→ **Source**
There were two songs from this process that stood out: "Love'll Come Back Again" and "Lies Goodbye." Neither of the songs had an artist listed for them. The person I downloaded them from did not know who the artist was. For months I could not find any record of these songs on the Internet. I searched over and over again and came up blank. The songs sounded like they were recorded in a coffee house. In the version I had you could hear cars drive by the window and a dog outside barking. It was the lowest of lo-fi. I was worried I would never find the artist of these songs.

What got me was how the voice in the song seems so desperate. This is another case of a voice that sings not because they want to, but because they have to. The lack of polish and range in the voice only made me love the songs more. If felt like the place I was in with my head and my heart at that time.

We've both wasted so much time hedging bets

Rich Thomas

Listen: Calvin Johnson >> "Love Will Come Back Again" | "Lies Goodbye"

2002 : 05 "Time Bomb High School" by The Reigning Sound


I hate trying to explain what the Reigning Sound sound like. It's straight up rock and roll in the strictest sense. Unfortunately, that's the most vanilla answer, but there really is no better way to respond. You can’t add some prefix like "post-disco punk" or anything else to further elaborate. It's a bunch of old dudes who have been in a million bar bands putting out great rock. They are way too weak-chinned to be mistaken for someone in The Strokes. They have a retro vibe, but they don't use it like some Ian Sevonius-type crutch.

"Time Bomb High School" is like revenge of the shop class guys. The ones in the back of the class who liked to get drunk and high on the weekends that no one paid attention to. The Sabbath kids. The kids who took George Thorogood to heart. The Reigning Sound are the musical equivalent of that. In the early Aughts garage rock revival they were the ugly kids in a room full of high-haired, high-cheekbone sons of models.

That's all if you really obsess over the lyrics. You really don't have to, which is the beauty of the band. If you want music for hanging out with the guys, drinking beer, and farting, you'll find no better band.

James Specht

Listen: The Reigning Sound >> "Time Bomb High School"

Tuesday, July 14, 2009

2002 : 02-04 Aught Music Roundtable: All Hail West Texas by the Mountain Goats


Roundtable Part One: "The Best Ever Death Metal Band In Denton"

I've sort of given up on the idea that songs should tell stories. When a song can glean so much potency and emotional force from the use of non-narrative devices such as direct address ("Love, love me do") or declarative expression ("I got soul / and I'm super bad"), one begins to develop a skepticism towards the whole endeavor of burdening songs with narrative elements.

→ **Written task A**
Which two songs stood out to the writer of the music blog excerpt?

→ **Supplied records**

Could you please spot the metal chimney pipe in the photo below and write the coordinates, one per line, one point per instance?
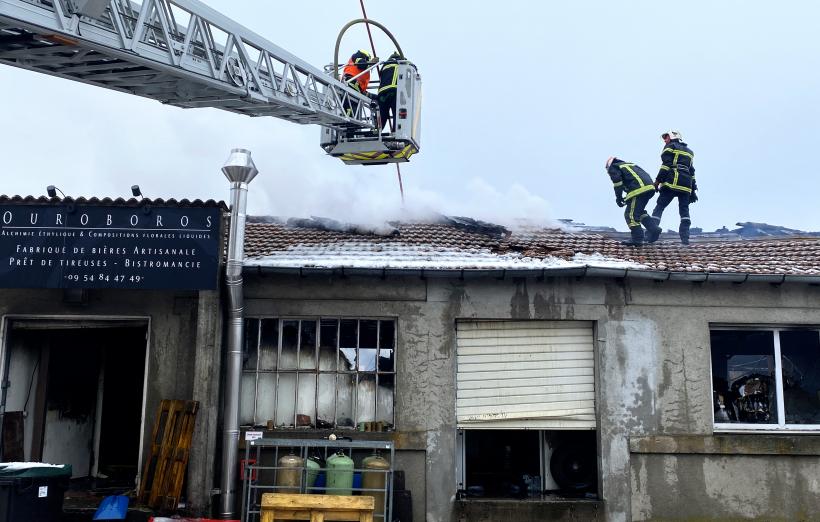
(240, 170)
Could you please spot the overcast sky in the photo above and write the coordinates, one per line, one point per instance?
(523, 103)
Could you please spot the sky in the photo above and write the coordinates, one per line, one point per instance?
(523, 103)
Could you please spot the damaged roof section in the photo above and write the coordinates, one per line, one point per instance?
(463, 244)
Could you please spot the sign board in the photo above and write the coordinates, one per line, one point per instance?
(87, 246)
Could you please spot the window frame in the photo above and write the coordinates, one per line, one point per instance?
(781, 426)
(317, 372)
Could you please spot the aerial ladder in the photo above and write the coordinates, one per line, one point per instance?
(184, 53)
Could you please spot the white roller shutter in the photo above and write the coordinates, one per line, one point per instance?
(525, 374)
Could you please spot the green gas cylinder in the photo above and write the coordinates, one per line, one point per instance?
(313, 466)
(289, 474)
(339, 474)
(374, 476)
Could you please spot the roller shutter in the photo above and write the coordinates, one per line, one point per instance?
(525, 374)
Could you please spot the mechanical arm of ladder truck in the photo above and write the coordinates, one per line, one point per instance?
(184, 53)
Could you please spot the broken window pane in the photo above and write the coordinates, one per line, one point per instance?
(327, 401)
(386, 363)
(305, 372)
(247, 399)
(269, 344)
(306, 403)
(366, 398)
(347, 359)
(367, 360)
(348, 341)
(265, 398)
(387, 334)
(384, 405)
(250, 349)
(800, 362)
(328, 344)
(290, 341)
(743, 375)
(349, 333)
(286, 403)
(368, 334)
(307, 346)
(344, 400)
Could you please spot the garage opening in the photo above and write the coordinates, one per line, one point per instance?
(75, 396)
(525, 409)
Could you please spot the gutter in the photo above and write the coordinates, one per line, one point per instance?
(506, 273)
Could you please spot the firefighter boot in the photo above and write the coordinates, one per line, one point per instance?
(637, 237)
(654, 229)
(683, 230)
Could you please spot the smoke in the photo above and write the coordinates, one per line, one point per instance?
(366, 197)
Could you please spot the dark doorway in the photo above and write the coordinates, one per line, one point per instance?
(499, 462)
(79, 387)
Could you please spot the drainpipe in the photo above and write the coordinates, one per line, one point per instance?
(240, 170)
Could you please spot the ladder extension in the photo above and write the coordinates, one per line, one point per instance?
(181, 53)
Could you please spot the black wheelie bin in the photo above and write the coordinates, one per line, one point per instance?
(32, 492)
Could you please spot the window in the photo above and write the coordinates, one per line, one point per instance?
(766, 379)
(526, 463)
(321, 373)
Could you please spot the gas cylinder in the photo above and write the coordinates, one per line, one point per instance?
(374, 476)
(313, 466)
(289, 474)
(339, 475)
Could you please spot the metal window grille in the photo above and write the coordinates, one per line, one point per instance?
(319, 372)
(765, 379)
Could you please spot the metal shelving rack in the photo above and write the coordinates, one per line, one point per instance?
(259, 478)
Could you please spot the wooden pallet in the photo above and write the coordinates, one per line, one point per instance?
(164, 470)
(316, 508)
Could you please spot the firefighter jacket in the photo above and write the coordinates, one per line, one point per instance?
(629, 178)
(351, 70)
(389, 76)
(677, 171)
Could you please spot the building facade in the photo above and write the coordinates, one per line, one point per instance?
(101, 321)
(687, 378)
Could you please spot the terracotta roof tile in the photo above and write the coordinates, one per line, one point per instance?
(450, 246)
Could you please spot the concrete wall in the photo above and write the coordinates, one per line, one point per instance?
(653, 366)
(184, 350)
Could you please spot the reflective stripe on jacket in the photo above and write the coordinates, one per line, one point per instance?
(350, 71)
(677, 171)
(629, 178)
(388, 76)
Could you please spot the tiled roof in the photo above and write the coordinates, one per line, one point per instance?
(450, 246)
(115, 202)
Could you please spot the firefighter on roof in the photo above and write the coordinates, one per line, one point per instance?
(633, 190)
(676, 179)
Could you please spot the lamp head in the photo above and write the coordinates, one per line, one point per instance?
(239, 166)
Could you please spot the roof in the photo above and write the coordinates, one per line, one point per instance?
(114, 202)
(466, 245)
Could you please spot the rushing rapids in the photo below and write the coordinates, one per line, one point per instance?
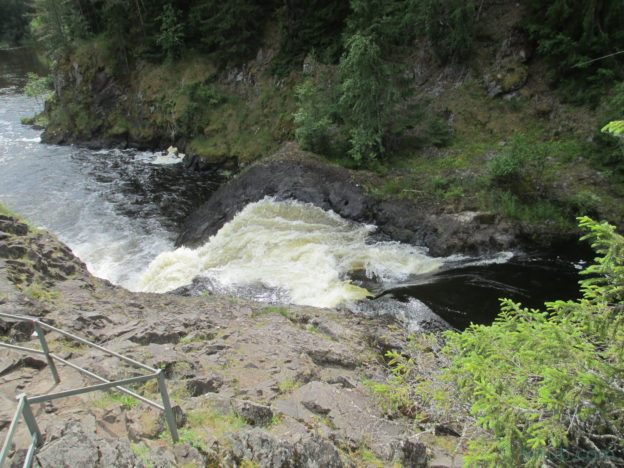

→ **Written task B**
In the entries, copy out every line from the one containing "Could you please spot the building" through the last line of the entries, both ends included. Omit the pictures.

→ **Finished answer A**
"Love'll Come Back Again" and "Lies Goodbye."

→ **Finished answer B**
Could you please spot the building facade in the photo above and write the coordinates, one per line, one point per instance?
(101, 321)
(687, 378)
Could you please spot the terracotta roof tile in the photo above and write the coordinates, one per line, one point per instance?
(450, 246)
Could you please spot the concrete wall in the photo above and write the coordinates, one per line, one point per instance?
(653, 366)
(184, 350)
Could you please spot the reflective stripe on jacket in the photo above and write the coordinates, one per line, one point per instance?
(350, 71)
(677, 171)
(629, 178)
(388, 76)
Could you please spot the tiled roof in the photo above and write the coordinates, one per line, one point per instance?
(450, 246)
(115, 202)
Could you please spot the firefighter on roof in the photo above and write the coordinates, one per line, one point per instance?
(633, 190)
(676, 179)
Could you please spot the lamp head in the photo above and write the coordinates, one per line, one point per instance?
(239, 166)
Could you please spot the roof in the photo above and write the coordinates, one per line, one point per instance?
(114, 202)
(466, 245)
Could you please spot the rushing rapids in the photo below and write the coordinates, one per line, one point per instance?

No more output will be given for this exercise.